**DOCUMENTO**
★ ★ ★

…
Las mujeres se toman la vida demasiado en serio.
Sabe Dios que en verdad es una cosa seria para la mayoría de nosotros;
por eso mismo conviene no tomarla con más seriedad de la imprescindible.
Juancito y Clarita[1] se caen por la cuesta, se lastiman las rodillitas y las naricitas, y derraman el agua que tanto les había costado recoger. Nosotros somos muy filosóficos:
—¡No lloren, grandulones! —les decimos—, los niños deben aprender a soportar el dolor. Arriba, a llenar otra vez el balde, inténtenlo otra vez.
Juancito y Clarita se frotan los ojos con sus manitas sucias, miran con autocompasión sus rodillitas ensangrentadas, y se van corriendo con el balde. Nosotros nos reímos, aunque sin maldad.
—¡Pobrecitos! ¡Qué manera de berrear! Parecía que estaban muriéndose, y era cosa de nada. ¡Lo que alborotan estos niños!
Y contemplamos con magnífico estoicismo el accidente de Juancito y Clarita.
Ah, pero cuando se trata de NOSOTROS —los Juancitos adultos de bigote gris, las Claritas maduras con despuntes de patas de gallo—… cuando NOSOTROS, digo, tropezamos en la cuesta, cuando se derrama NUESTRO baldecito de agua. ¡Santo cielo! ¡Qué tragedia! ¡Cáiganse las estrellas, apáguese el sol, suspéndase las leyes del cosmos! El señor Juancito y la señora Clarita, al bajar la cuesta (no preguntemos qué estaban haciendo en la cuesta) han tropezado en una piedra, seguramente puesta ahí por las potencias diabólicas del universo. El señor Juancito y la señora Clarita se han hecho sendos chichones en sus cabecitas huecas; se han lastimado en sus corazoncitos, y no pueden creer que el mundo siga marchando después de tal catástrofe.

★ ★ ★

**DATOS MOSTRADOS**
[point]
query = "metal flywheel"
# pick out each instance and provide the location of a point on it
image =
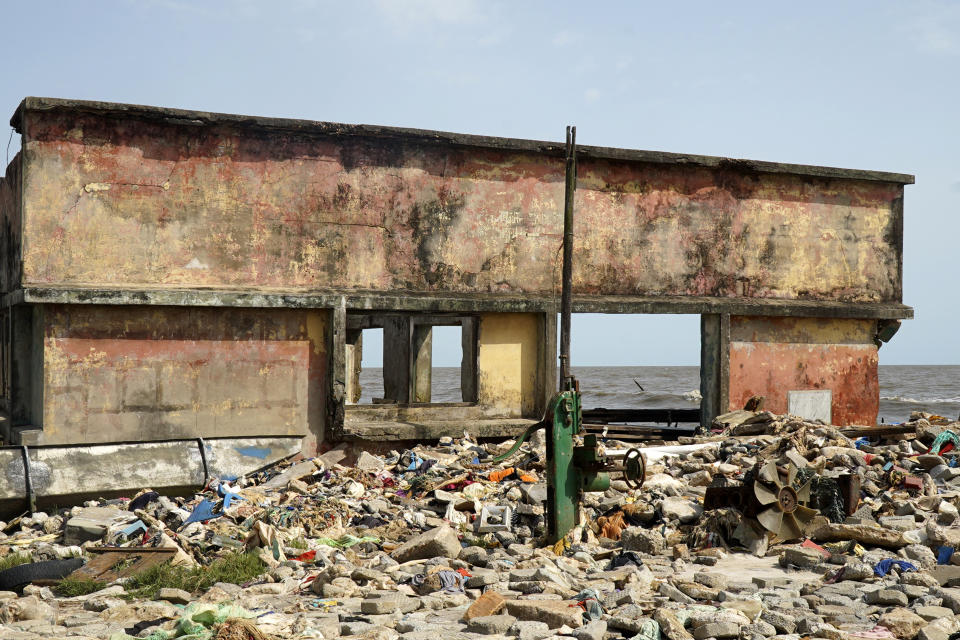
(786, 514)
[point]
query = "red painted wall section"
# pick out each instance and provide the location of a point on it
(134, 373)
(10, 217)
(771, 356)
(114, 202)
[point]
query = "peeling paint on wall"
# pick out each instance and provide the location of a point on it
(507, 362)
(772, 356)
(137, 204)
(162, 372)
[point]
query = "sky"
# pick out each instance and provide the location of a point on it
(867, 85)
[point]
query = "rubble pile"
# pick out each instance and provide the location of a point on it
(861, 539)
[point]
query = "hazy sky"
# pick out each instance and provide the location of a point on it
(869, 85)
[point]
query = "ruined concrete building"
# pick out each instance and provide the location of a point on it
(180, 274)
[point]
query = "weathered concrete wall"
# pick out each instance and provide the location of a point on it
(140, 373)
(772, 356)
(10, 186)
(507, 362)
(112, 200)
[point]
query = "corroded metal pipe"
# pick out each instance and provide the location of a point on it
(566, 295)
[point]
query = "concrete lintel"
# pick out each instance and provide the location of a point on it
(448, 303)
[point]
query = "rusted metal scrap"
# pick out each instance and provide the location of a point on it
(114, 563)
(784, 500)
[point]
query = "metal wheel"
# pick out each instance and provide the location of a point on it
(785, 515)
(634, 468)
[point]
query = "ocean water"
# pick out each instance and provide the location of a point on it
(903, 388)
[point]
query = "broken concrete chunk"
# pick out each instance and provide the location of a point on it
(439, 542)
(92, 523)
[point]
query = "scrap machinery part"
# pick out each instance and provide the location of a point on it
(782, 500)
(786, 513)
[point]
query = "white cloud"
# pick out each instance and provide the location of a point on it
(935, 27)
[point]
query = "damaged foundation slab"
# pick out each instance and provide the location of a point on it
(37, 476)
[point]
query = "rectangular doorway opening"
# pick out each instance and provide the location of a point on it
(638, 371)
(410, 359)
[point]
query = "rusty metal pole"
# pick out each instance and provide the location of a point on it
(566, 295)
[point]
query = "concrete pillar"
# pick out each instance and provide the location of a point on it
(337, 375)
(396, 359)
(468, 366)
(421, 362)
(714, 366)
(354, 358)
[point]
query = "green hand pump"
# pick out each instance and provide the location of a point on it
(572, 468)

★ ★ ★

**ENUNCIADO A**
Resuma el texto en dos oraciones.
**ENUNCIADO B**
Transcriba del texto todo el pasaje que va desde "Juancito y Clarita[1]" hasta "alborotan estos niños!", ambos incluidos.

**RESPUESTA A**
El texto sostiene que las mujeres se toman la vida demasiado en serio y que, aunque la vida es seria para la mayoría, no conviene tomarla con más seriedad de la imprescindible. Contrasta el estoicismo con que los adultos tratan las caídas de Juancito y Clarita, a quienes mandan no llorar y volver a llenar el balde, con la tragedia que hacen de sus propios tropiezos, tras los cuales no pueden creer que el mundo siga marchando.

**RESPUESTA B**
Juancito y Clarita[1] se caen por la cuesta, se lastiman las rodillitas y las naricitas, y derraman el agua que tanto les había costado recoger. Nosotros somos muy filosóficos:
—¡No lloren, grandulones! —les decimos—, los niños deben aprender a soportar el dolor. Arriba, a llenar otra vez el balde, inténtenlo otra vez.
Juancito y Clarita se frotan los ojos con sus manitas sucias, miran con autocompasión sus rodillitas ensangrentadas, y se van corriendo con el balde. Nosotros nos reímos, aunque sin maldad.
—¡Pobrecitos! ¡Qué manera de berrear! Parecía que estaban muriéndose, y era cosa de nada. ¡Lo que alborotan estos niños!